Worldwide, it's hard to say how many software projects fail or how much money is wasted as a result. If you define failure as the total abandonment of a project before or shortly after it is delivered, and if you accept a conservative failure rate of 5 percent, then billions of dollars are wasted each year on bad software.

For example, in 2004, the U.S. government spent $60 billion on software (not counting the embedded software in weapons systems); a 5 percent failure rate means $3 billion was probably wasted. However, after several decades as an IT consultant, I am convinced that the failure rate is 15 to 20 percent for projects that have budgets of $10 million or more. Looking at the total investment in new software projects--both government and corporate--over the last five years, I estimate that project failures have likely cost the U.S. economy at least $25 billion and maybe as much as $75 billion.

Of course, that $75 billion doesn't reflect projects that exceed their budgets--which most projects do. Nor does it reflect projects delivered late--which the majority are. It also fails to account for the opportunity costs of having to start over once a project is abandoned or the costs of bug-ridden systems that have to be repeatedly reworked.

Then, too, there's the cost of litigation from irate customers suing suppliers for poorly implemented systems. When you add up all these extra costs, the yearly tab for failed and troubled software conservatively runs somewhere from $60 billion to $70 billion in the United States alone. For that money, you could launch the space shuttle 100 times, build and deploy the entire 24-satellite Global Positioning System, and develop the Boeing 777 from scratch--and still have a few billion left over.

Why do projects fail so often?

Among the most common factors:

  • Unrealistic or unarticulated project goals
  • Inaccurate estimates of needed resources
  • Badly defined system requirements
  • Poor reporting of the project's status
  • Unmanaged risks
  • Poor communication among customers, developers, and users
  • Use of immature technology
  • Inability to handle the project's complexity
  • Sloppy development practices
  • Poor project management
  • Stakeholder politics
  • Commercial pressures

Of course, IT projects rarely fail for just one or two reasons. The FBI's VCF project suffered from many of the problems listed above. Most failures, in fact, can be traced to a combination of technical, project management, and business decisions. Each dimension interacts with the others in complicated ways that exacerbate project risks and problems and increase the likelihood of failure.

Consider a simple software chore: a purchasing system that automates the ordering, billing, and shipping of parts, so that a salesperson can input a customer's order, have it automatically checked against pricing and contract requirements, and arrange to have the parts and invoice sent to the customer from the warehouse.

The requirements for the system specify four basic steps. First, there's the sales process, which creates a bill of sale. That bill is then sent through a legal process, which reviews the contractual terms and conditions of the potential sale and approves them. Third in line is the provision process, which sends out the parts contracted for, followed by the finance process, which sends out an invoice.
# # # # #
» **STATED TASK 1**
Answer these questions using the passage on software failure:
(a) How much did the U.S. government spend on software in 2004?
(b) What yearly range does the passage give for the cost of failed and troubled software in the United States?
(c) In the purchasing system example, which process sends out an invoice?
» **STATED TASK 2**
Transcribe the passage on software failure from "Consider a simple" up to and including "out an invoice.".
» **STATED TASK 3**
Decide whether each statement agrees with the passage on software failure. Answer yes or no and quote the words that settle it.
(a) The writer estimates a 5 percent failure rate for projects with budgets of $10 million or more.
(b) Most failures can be traced to a combination of technical, project management, and business decisions.
(c) In the purchasing system, the legal process comes before the sales process.

(Data records)
# # # # #
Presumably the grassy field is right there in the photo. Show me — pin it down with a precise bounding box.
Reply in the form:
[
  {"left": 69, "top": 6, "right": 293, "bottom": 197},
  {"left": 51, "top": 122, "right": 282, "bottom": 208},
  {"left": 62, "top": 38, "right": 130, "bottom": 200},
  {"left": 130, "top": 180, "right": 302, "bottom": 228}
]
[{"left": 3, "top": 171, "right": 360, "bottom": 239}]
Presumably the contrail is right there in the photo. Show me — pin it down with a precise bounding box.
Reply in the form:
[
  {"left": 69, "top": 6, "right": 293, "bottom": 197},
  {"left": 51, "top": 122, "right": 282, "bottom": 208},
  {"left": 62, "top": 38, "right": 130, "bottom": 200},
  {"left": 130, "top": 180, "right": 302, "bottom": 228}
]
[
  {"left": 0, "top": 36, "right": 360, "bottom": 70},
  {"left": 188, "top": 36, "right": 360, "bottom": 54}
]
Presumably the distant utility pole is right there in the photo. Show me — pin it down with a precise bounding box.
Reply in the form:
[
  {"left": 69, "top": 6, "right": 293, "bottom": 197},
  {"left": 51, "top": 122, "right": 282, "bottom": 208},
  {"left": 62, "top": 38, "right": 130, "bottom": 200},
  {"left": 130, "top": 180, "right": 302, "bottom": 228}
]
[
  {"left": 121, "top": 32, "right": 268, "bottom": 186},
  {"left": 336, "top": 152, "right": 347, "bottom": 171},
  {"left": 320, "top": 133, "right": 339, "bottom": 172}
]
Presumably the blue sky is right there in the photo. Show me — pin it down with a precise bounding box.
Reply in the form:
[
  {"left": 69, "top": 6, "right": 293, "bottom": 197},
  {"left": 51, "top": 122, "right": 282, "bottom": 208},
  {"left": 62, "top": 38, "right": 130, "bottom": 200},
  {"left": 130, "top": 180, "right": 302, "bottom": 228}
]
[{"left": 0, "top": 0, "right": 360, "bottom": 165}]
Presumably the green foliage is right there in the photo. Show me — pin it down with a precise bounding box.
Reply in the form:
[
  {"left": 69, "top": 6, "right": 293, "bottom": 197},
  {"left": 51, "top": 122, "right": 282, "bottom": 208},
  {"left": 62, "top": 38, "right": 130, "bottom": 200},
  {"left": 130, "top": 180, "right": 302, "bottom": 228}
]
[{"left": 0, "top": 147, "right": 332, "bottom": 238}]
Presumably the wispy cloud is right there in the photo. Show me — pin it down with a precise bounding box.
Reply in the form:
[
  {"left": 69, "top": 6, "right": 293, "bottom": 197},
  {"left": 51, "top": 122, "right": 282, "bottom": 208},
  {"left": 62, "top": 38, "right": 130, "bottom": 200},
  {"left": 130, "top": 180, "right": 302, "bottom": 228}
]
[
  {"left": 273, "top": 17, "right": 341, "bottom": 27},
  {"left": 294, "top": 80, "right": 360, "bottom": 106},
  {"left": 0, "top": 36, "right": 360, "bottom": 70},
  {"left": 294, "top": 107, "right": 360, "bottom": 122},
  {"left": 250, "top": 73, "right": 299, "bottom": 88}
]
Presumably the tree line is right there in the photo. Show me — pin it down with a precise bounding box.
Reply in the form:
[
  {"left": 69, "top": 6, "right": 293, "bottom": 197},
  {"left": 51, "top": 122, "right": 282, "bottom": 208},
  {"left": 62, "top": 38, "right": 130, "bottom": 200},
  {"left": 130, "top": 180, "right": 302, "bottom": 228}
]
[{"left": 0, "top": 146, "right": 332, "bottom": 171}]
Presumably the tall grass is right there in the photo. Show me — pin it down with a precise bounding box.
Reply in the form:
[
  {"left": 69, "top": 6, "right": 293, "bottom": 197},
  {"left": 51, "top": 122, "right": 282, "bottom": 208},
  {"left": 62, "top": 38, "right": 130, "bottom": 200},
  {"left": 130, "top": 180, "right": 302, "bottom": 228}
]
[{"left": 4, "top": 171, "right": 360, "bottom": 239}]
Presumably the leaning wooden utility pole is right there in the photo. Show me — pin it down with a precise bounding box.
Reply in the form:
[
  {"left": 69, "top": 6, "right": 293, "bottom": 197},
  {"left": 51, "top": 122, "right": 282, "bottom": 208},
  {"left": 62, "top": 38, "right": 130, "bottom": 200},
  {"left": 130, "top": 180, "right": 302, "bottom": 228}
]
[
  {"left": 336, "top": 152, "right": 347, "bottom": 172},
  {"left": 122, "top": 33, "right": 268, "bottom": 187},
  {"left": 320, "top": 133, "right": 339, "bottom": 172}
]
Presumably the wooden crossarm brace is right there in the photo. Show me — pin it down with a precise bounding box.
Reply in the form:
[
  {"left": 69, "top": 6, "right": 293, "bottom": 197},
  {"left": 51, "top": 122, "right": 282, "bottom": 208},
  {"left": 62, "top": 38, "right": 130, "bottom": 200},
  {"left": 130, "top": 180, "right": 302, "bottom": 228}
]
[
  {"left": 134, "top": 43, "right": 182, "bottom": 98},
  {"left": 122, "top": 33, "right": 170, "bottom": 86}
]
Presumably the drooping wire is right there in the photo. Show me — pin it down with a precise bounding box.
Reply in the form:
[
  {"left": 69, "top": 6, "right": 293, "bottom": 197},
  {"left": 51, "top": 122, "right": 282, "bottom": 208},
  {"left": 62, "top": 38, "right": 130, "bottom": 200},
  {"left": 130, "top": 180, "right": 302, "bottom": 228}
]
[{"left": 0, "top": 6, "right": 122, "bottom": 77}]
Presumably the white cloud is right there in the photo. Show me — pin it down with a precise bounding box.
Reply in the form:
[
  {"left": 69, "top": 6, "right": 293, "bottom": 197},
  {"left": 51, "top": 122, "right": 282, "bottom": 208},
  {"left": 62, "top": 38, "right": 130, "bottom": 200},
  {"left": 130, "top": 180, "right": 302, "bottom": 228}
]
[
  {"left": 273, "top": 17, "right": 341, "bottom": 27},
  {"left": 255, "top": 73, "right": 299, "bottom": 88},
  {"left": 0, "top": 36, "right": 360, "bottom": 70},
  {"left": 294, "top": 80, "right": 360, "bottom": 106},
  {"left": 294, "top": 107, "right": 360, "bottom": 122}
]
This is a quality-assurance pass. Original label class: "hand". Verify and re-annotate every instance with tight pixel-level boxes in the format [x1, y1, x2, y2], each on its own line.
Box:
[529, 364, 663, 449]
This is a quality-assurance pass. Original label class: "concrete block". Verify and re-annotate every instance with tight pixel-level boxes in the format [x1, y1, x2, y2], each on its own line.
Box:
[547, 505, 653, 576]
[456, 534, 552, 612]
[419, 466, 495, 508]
# # # # #
» **WRITTEN REPLY 1**
(a) $60 billion, not counting the embedded software in weapons systems
(b) $60 billion to $70 billion
(c) The finance process

» **WRITTEN REPLY 2**
Consider a simple software chore: a purchasing system that automates the ordering, billing, and shipping of parts, so that a salesperson can input a customer's order, have it automatically checked against pricing and contract requirements, and arrange to have the parts and invoice sent to the customer from the warehouse.

The requirements for the system specify four basic steps. First, there's the sales process, which creates a bill of sale. That bill is then sent through a legal process, which reviews the contractual terms and conditions of the potential sale and approves them. Third in line is the provision process, which sends out the parts contracted for, followed by the finance process, which sends out an invoice.

» **WRITTEN REPLY 3**
(a) No: "I am convinced that the failure rate is 15 to 20 percent for projects that have budgets of $10 million or more."
(b) Yes: "Most failures, in fact, can be traced to a combination of technical, project management, and business decisions."
(c) No: "First, there's the sales process, which creates a bill of sale. That bill is then sent through a legal process"